◆ Given problem
Reproduce every entry exactly as shown.

┌──

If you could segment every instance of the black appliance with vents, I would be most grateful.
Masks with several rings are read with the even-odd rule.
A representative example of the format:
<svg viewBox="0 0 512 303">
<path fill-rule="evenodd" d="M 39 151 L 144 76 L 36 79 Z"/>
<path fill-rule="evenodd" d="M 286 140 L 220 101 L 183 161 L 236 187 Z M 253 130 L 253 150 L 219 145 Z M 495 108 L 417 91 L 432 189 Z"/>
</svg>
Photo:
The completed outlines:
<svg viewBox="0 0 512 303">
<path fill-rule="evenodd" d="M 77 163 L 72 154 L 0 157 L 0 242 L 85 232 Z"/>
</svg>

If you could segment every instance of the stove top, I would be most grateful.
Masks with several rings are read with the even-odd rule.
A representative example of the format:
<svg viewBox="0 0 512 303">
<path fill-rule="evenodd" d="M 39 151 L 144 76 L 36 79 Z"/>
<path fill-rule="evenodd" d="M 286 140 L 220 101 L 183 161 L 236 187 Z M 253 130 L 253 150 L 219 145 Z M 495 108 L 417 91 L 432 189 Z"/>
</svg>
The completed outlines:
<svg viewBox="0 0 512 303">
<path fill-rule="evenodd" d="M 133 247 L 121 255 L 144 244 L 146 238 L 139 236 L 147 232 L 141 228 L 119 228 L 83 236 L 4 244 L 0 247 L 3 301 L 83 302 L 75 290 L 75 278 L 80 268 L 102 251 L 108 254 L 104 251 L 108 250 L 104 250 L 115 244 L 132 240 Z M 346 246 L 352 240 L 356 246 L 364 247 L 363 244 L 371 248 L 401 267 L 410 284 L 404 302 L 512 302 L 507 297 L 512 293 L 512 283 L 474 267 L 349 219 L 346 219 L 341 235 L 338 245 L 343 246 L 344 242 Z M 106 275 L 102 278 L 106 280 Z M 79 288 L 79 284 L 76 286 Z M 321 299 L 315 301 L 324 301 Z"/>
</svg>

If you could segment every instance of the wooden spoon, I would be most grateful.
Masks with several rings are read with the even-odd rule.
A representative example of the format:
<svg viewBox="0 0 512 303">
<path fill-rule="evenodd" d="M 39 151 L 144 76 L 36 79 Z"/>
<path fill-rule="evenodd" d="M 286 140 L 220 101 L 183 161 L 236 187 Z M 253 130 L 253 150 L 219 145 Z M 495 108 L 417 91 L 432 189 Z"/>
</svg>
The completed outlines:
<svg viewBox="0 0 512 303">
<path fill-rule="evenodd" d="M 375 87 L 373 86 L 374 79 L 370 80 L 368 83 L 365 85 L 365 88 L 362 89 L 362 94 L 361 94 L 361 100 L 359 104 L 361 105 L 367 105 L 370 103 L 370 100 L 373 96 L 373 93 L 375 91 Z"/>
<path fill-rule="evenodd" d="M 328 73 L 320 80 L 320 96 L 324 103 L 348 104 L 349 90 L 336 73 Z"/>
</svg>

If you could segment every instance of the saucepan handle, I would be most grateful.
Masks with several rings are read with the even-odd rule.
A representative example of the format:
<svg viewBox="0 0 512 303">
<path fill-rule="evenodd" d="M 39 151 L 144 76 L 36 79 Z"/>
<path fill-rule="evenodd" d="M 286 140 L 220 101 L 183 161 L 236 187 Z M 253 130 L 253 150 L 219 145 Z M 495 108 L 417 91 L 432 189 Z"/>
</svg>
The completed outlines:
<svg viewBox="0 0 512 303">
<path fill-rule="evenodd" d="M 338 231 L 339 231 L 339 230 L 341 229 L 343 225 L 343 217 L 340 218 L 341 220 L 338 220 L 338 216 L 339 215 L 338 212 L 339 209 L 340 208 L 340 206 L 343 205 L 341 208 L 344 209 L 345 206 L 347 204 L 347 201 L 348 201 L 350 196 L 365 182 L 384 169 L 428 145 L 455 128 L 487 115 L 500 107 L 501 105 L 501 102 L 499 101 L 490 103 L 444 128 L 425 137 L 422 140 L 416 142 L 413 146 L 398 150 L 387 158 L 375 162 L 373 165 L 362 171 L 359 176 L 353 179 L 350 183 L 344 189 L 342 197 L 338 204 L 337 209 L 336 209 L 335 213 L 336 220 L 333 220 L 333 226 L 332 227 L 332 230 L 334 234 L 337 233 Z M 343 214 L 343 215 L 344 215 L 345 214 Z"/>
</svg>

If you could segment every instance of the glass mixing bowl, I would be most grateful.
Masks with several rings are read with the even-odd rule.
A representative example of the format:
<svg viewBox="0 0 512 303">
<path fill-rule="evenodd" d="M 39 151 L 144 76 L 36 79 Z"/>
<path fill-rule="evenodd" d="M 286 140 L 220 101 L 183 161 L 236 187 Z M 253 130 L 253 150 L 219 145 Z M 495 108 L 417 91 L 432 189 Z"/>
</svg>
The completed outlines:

└──

◆ Answer for this exercise
If you could segment every instance of the black appliance with vents, I would be most grateful.
Masks with several rings are read with the even-odd rule.
A representative example of the format:
<svg viewBox="0 0 512 303">
<path fill-rule="evenodd" d="M 39 151 L 144 76 L 36 79 Z"/>
<path fill-rule="evenodd" d="M 286 140 L 220 101 L 183 161 L 236 187 Z M 253 130 L 253 150 L 219 145 Z M 495 108 L 417 91 L 432 189 Z"/>
</svg>
Photo:
The completed outlines:
<svg viewBox="0 0 512 303">
<path fill-rule="evenodd" d="M 77 163 L 72 154 L 0 157 L 0 242 L 85 232 Z"/>
</svg>

If you could segment every instance of the stove top, I would be most grateful.
Masks with several rings are read with the even-odd rule.
A representative example of the format:
<svg viewBox="0 0 512 303">
<path fill-rule="evenodd" d="M 39 151 L 144 76 L 36 79 Z"/>
<path fill-rule="evenodd" d="M 286 140 L 220 101 L 183 161 L 236 187 Z M 253 130 L 253 150 L 219 145 Z M 495 108 L 417 91 L 432 189 Z"/>
</svg>
The completed outlines:
<svg viewBox="0 0 512 303">
<path fill-rule="evenodd" d="M 133 247 L 121 255 L 144 244 L 146 238 L 139 236 L 147 232 L 141 228 L 119 228 L 83 236 L 4 244 L 0 247 L 3 301 L 83 302 L 75 290 L 75 278 L 80 268 L 102 251 L 108 254 L 104 251 L 108 250 L 104 250 L 115 244 L 132 240 Z M 346 246 L 352 240 L 356 246 L 364 247 L 363 244 L 371 248 L 401 267 L 410 284 L 404 302 L 512 302 L 507 297 L 512 293 L 512 283 L 474 267 L 349 219 L 346 219 L 341 235 L 338 245 L 343 246 L 344 242 Z M 106 275 L 102 278 L 106 280 Z M 79 288 L 79 284 L 76 286 Z M 321 299 L 315 301 L 324 301 Z"/>
</svg>

If you could segment every instance of the wooden spoon, I would be most grateful.
Masks with several rings are read with the even-odd rule.
A representative example of the format:
<svg viewBox="0 0 512 303">
<path fill-rule="evenodd" d="M 39 151 L 144 76 L 36 79 Z"/>
<path fill-rule="evenodd" d="M 286 140 L 220 101 L 183 161 L 236 187 Z M 253 130 L 253 150 L 219 145 Z M 495 108 L 417 91 L 432 189 Z"/>
</svg>
The completed outlines:
<svg viewBox="0 0 512 303">
<path fill-rule="evenodd" d="M 375 87 L 373 86 L 374 79 L 370 80 L 368 83 L 365 85 L 365 88 L 362 89 L 362 94 L 361 94 L 361 100 L 359 104 L 361 105 L 367 105 L 370 103 L 370 100 L 373 96 L 373 93 L 375 91 Z"/>
<path fill-rule="evenodd" d="M 328 73 L 320 80 L 320 96 L 324 103 L 348 104 L 349 90 L 336 73 Z"/>
</svg>

If you could segment every instance of the saucepan handle, I would be most grateful.
Masks with several rings are read with the even-odd rule.
A representative example of the format:
<svg viewBox="0 0 512 303">
<path fill-rule="evenodd" d="M 39 151 L 144 76 L 36 79 Z"/>
<path fill-rule="evenodd" d="M 286 140 L 220 101 L 183 161 L 236 187 Z M 253 130 L 253 150 L 219 145 Z M 495 108 L 417 91 L 432 189 Z"/>
</svg>
The completed outlines:
<svg viewBox="0 0 512 303">
<path fill-rule="evenodd" d="M 338 231 L 339 231 L 339 230 L 341 229 L 343 225 L 343 217 L 340 218 L 341 220 L 338 220 L 338 216 L 339 215 L 338 212 L 339 209 L 340 208 L 340 206 L 343 205 L 341 208 L 344 209 L 345 206 L 347 204 L 347 201 L 348 201 L 350 196 L 365 182 L 384 169 L 428 145 L 455 128 L 487 115 L 500 107 L 501 105 L 501 102 L 499 101 L 490 103 L 444 128 L 425 137 L 422 140 L 416 142 L 413 146 L 398 150 L 387 158 L 375 162 L 373 165 L 362 171 L 359 176 L 353 179 L 350 183 L 344 189 L 342 197 L 338 204 L 337 209 L 336 209 L 335 213 L 336 220 L 333 220 L 333 226 L 332 227 L 332 230 L 334 234 L 337 233 Z M 343 214 L 343 215 L 344 215 L 345 214 Z"/>
</svg>

If you could segment every instance of the glass mixing bowl, I would be most grateful.
Masks with several rings are read with the even-odd rule.
A representative example of the format:
<svg viewBox="0 0 512 303">
<path fill-rule="evenodd" d="M 39 151 L 144 76 L 36 79 Z"/>
<path fill-rule="evenodd" d="M 286 140 L 220 101 L 183 161 L 236 187 Z M 253 130 L 253 150 L 219 145 Z M 495 108 L 417 91 L 432 189 Z"/>
</svg>
The completed outlines:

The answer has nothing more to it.